(Records provided begins)

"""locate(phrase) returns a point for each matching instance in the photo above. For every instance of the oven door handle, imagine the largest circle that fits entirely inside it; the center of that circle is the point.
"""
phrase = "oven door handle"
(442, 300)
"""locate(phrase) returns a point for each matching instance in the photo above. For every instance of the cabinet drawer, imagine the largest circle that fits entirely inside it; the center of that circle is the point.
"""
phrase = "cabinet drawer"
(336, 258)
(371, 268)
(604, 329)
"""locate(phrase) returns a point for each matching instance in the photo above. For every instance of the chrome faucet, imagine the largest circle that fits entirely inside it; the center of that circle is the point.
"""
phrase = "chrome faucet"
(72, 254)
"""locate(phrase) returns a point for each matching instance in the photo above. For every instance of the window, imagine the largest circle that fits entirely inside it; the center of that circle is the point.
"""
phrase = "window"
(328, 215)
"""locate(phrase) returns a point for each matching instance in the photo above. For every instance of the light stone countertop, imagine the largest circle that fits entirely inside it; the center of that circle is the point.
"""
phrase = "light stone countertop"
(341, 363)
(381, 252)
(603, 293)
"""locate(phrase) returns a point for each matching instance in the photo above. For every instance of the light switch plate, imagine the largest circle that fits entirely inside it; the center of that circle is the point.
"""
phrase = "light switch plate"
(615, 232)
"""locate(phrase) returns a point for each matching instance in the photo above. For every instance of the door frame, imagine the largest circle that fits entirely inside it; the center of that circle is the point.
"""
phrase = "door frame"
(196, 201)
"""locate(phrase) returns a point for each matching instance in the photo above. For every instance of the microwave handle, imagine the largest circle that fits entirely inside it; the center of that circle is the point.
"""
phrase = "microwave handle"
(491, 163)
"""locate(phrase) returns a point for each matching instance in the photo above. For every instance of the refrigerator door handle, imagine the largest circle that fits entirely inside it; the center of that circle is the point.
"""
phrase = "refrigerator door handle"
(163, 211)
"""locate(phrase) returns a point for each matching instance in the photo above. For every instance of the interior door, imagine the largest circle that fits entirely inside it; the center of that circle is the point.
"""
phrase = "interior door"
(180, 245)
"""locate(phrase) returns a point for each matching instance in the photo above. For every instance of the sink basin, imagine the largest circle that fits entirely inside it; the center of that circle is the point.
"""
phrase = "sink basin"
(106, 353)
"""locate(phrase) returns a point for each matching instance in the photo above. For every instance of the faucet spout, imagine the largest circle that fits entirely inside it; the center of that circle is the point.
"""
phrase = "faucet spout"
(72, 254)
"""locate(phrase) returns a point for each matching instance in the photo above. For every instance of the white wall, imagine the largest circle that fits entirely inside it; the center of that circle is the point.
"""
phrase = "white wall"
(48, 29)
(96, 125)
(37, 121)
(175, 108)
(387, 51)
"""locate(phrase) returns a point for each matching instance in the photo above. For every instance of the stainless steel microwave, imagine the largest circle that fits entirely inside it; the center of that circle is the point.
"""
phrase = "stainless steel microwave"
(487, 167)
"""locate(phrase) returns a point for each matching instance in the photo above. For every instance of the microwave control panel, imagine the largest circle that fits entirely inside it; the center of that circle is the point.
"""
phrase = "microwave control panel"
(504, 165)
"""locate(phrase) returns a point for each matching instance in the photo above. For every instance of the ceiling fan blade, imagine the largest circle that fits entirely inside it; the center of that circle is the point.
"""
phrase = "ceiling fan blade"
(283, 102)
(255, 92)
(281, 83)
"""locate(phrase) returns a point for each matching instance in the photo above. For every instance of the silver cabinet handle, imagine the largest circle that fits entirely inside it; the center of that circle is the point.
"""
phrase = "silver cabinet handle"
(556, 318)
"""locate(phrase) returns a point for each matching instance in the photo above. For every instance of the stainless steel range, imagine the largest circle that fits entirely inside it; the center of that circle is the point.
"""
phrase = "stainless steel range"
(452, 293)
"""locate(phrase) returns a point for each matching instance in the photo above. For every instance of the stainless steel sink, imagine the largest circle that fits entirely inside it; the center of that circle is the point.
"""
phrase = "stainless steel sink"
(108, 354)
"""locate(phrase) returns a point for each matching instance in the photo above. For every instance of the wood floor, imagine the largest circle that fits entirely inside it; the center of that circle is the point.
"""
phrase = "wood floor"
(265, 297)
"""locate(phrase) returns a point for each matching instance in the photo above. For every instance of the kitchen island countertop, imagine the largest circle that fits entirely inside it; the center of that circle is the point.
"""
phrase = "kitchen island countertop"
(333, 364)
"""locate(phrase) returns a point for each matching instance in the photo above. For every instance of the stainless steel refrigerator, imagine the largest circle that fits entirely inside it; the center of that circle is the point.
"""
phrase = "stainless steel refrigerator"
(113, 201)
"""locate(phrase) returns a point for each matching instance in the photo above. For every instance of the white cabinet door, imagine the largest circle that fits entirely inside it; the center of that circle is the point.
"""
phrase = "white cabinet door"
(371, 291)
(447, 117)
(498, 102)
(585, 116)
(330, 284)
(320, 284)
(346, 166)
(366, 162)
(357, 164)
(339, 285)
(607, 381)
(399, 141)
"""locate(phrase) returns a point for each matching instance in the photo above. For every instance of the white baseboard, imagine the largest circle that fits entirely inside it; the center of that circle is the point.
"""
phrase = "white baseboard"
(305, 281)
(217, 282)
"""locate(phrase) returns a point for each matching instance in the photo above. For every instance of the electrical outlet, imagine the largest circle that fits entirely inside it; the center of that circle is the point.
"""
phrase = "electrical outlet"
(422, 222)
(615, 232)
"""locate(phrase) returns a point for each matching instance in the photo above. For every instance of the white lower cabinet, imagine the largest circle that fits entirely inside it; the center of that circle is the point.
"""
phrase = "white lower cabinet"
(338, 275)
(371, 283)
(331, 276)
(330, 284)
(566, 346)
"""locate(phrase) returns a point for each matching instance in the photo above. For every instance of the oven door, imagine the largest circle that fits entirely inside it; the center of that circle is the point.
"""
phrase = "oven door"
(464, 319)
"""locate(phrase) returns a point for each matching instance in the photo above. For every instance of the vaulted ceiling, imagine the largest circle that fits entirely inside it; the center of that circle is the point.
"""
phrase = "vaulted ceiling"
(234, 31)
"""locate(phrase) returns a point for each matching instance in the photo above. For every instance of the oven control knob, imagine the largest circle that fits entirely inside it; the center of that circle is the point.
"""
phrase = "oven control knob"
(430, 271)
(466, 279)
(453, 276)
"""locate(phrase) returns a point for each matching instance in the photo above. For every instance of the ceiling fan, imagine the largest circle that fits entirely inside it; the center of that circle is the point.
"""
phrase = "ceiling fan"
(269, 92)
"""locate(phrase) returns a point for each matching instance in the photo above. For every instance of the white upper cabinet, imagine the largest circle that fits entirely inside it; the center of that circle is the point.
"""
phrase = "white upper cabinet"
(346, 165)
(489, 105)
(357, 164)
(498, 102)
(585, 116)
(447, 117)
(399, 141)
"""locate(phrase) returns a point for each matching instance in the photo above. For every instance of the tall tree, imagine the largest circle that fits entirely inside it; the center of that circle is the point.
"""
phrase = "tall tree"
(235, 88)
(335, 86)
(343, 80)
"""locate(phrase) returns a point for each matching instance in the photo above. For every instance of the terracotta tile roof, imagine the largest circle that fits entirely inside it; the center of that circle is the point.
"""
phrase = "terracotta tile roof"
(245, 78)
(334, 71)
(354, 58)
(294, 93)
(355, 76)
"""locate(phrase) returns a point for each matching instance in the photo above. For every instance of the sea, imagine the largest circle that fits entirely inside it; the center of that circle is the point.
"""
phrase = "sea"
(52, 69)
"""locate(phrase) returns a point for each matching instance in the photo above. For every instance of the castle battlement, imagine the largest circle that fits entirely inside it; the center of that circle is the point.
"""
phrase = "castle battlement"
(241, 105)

(Records provided ends)

Reproduce the listing above in full, word for word.

→ **Output of the exercise**:
"""locate(phrase) returns a point for each matching instance in the photo above. For every instance of the oven door handle, imagine the largest circle that fits entirely inside it; the center of that circle is the point.
"""
phrase = "oven door handle"
(442, 300)
"""locate(phrase) returns a point for each matching instance in the photo above. For every instance of the cabinet drawer, imagine the largest circle that fits entirely inside it; the center of that circle is the point.
"""
phrase = "cabinet drawer"
(336, 258)
(371, 268)
(604, 329)
"""locate(phrase) returns a point for each matching instance in the photo above. For every instance of the chrome faucet, imagine the largest circle that fits entirely inside it; the center of that circle is the point.
"""
phrase = "chrome faucet"
(72, 254)
"""locate(phrase) returns a point for each matching instance in the photo above. For every instance of the window, imagine the largest circle that fits entirely inside it; the center of that circle is the point.
"""
phrase = "window"
(328, 215)
"""locate(phrase) returns a point for each matching instance in the photo above. For every instance of the light stone countertop, imagine the largest circle that fits entirely inside it; the center of that circle is the point.
"""
phrase = "light stone countertop"
(341, 363)
(381, 252)
(603, 293)
"""locate(phrase) returns a point for each matching instance in the photo above. For every instance of the light switch plate, imagine the largest circle that fits entirely inside it; the center of that circle is the point.
"""
phrase = "light switch plate"
(615, 232)
"""locate(phrase) returns a point for each matching instance in the photo above. For every instance of the door frame, imagine the largest circle that fits entirely inside it; the center of that circle is the point.
"""
phrase = "door frame"
(196, 201)
"""locate(phrase) returns a point for each matching instance in the photo above. For every instance of the microwave handle, imagine the largest circle that fits entirely inside it; the center of that circle is the point.
"""
phrase = "microwave handle"
(491, 163)
"""locate(phrase) returns a point for each matching instance in the photo above. For every instance of the refrigerator door handle, imagine the largest circle that fits entirely inside it; the center of that circle is the point.
"""
phrase = "refrigerator door handle"
(163, 211)
"""locate(phrase) returns a point for each matching instance in the photo above. For every instance of the interior door, imagine the largest circle that fits entirely inside it; the center of that circle is the point.
"""
phrase = "interior door"
(180, 245)
"""locate(phrase) returns a point for each matching instance in the photo above. For every instance of the sink basin, imagine the largest circle that fits entirely inside it; the center of that circle is the point.
"""
phrase = "sink basin"
(106, 353)
"""locate(phrase) returns a point for each matching instance in the photo above. For every instance of the faucet spout, imagine the largest circle that fits entirely inside it; the center of that circle is the point.
"""
phrase = "faucet spout"
(72, 254)
"""locate(phrase) returns a point for each matching instance in the photo above. For every instance of the white wall, imagine the largest circle that fits entirely inside it; the center of that circle is the point.
"""
phrase = "white wall"
(48, 29)
(96, 125)
(37, 121)
(175, 108)
(387, 51)
"""locate(phrase) returns a point for each matching instance in the photo above. For every instance of the stainless steel microwave, imagine the largest circle that fits entirely inside it; the center of that circle is the point.
"""
phrase = "stainless steel microwave"
(487, 167)
"""locate(phrase) returns a point for each matching instance in the photo above. For every instance of the microwave control panel, imagine the largest circle that fits entirely inside it; the center of that circle is the point.
"""
phrase = "microwave control panel"
(504, 165)
"""locate(phrase) returns a point for each matching instance in the photo above. For every instance of the ceiling fan blade, imagine the largest circle that fits entirely inside it; the center of that circle is the point.
"""
phrase = "ceiling fan blade"
(283, 102)
(255, 92)
(281, 83)
"""locate(phrase) returns a point for each matching instance in the photo above. For every instance of the silver cabinet handle, imagine the largest circle that fits entirely inside it; the center of that circle is the point.
"""
phrase = "silver cabinet handle"
(556, 318)
"""locate(phrase) returns a point for each matching instance in the photo above. For every instance of the stainless steel range, imagine the largest circle that fits entirely inside it; the center of that circle is the point.
"""
phrase = "stainless steel range"
(452, 293)
"""locate(phrase) returns a point for each matching instance in the photo above. For every instance of the stainless steel sink, imagine the largest circle that fits entirely inside it; the center of that circle is the point.
"""
phrase = "stainless steel sink"
(108, 354)
"""locate(phrase) returns a point for each matching instance in the photo above. For every instance of the wood floor, imagine the largest circle that fits entirely inside it; the center of that circle is the point.
"""
phrase = "wood floor"
(265, 297)
"""locate(phrase) returns a point for each matching instance in the photo above. For every instance of the kitchen island countertop, imagine the largest circle that fits entirely inside it; the center of that circle is the point.
"""
phrase = "kitchen island countertop"
(333, 364)
"""locate(phrase) returns a point for each matching instance in the photo above. For every instance of the stainless steel refrigerator, imagine the largest circle that fits entirely inside it; the center of that circle is the point.
"""
phrase = "stainless steel refrigerator"
(113, 201)
"""locate(phrase) returns a point for each matching instance in the photo above. For every instance of the white cabinet door, imagine the largest circle that fits entirely inside it; the center of that circle is the point.
"""
phrase = "white cabinet door"
(371, 291)
(447, 117)
(498, 102)
(585, 116)
(330, 284)
(320, 284)
(346, 166)
(366, 162)
(357, 164)
(339, 285)
(607, 381)
(399, 141)
"""locate(phrase) returns a point for each matching instance in the photo above. For every instance of the white baseboard, imagine the largest circle that fits entirely inside it; the center of that circle is the point.
"""
phrase = "white baseboard"
(305, 281)
(217, 282)
"""locate(phrase) returns a point for each matching instance in the photo above. For every instance of the electrical outlet, imagine the largest circle that fits entirely inside it; the center of that circle is the point.
"""
phrase = "electrical outlet"
(422, 222)
(615, 232)
"""locate(phrase) returns a point for each matching instance in the photo above. For every instance of the white lower cabinet, imagine the largest circle that fits entirely inside it; the center of that circle is the point.
"""
phrase = "white lower cabinet"
(338, 275)
(371, 283)
(331, 276)
(330, 284)
(566, 346)
"""locate(phrase) returns a point for each matching instance in the photo above. For every instance of the oven door, imagine the largest circle that fits entirely inside it; the center of that circle is the point.
"""
phrase = "oven door"
(464, 319)
"""locate(phrase) returns a point for each matching instance in the photo above. For every instance of the vaulted ceiling, imagine the largest circle that fits entirely inside it; the center of that circle is the point.
"""
phrase = "vaulted ceiling"
(234, 31)
"""locate(phrase) returns a point for each matching instance in the photo above. For every instance of the oven control knob, imagine the largest circle that fits entirely inside it; the center of that circle is the point.
"""
phrase = "oven control knob"
(430, 271)
(466, 279)
(453, 276)
"""locate(phrase) returns a point for each matching instance in the photo above. For every instance of the ceiling fan, imagine the largest circle that fits entirely inside it; the center of that circle is the point.
"""
phrase = "ceiling fan"
(269, 92)
"""locate(phrase) returns a point for each matching instance in the photo above. For every instance of the white upper cabinet, imagine the largest circle that fits entirely inside it; the center of that circle is the point.
"""
phrase = "white upper cabinet"
(346, 165)
(489, 105)
(357, 164)
(498, 102)
(585, 116)
(447, 117)
(399, 141)
"""locate(phrase) returns a point for each matching instance in the photo above. For every instance of the tall tree, imagine the largest circle that fits entirely inside it; the center of that circle is the point.
"""
phrase = "tall tree"
(235, 88)
(335, 86)
(343, 80)
"""locate(phrase) returns a point for each matching instance in the photo above. For every instance of the terracotta tile roof, imagine the largest circle that fits entirely inside it; the center of that circle is the point.
"""
phrase = "terracotta tile roof"
(245, 78)
(334, 71)
(354, 58)
(294, 93)
(355, 76)
"""locate(phrase) returns a point for each matching instance in the photo above. For every instance of the sea, imagine the largest circle that fits entirely inside it; the center of that circle is the point.
"""
phrase = "sea"
(52, 69)
"""locate(phrase) returns a point for each matching instance in the photo above. For every instance of the castle battlement, imagine the largest circle that fits entirely inside it; the center of that circle is the point.
"""
phrase = "castle battlement"
(241, 105)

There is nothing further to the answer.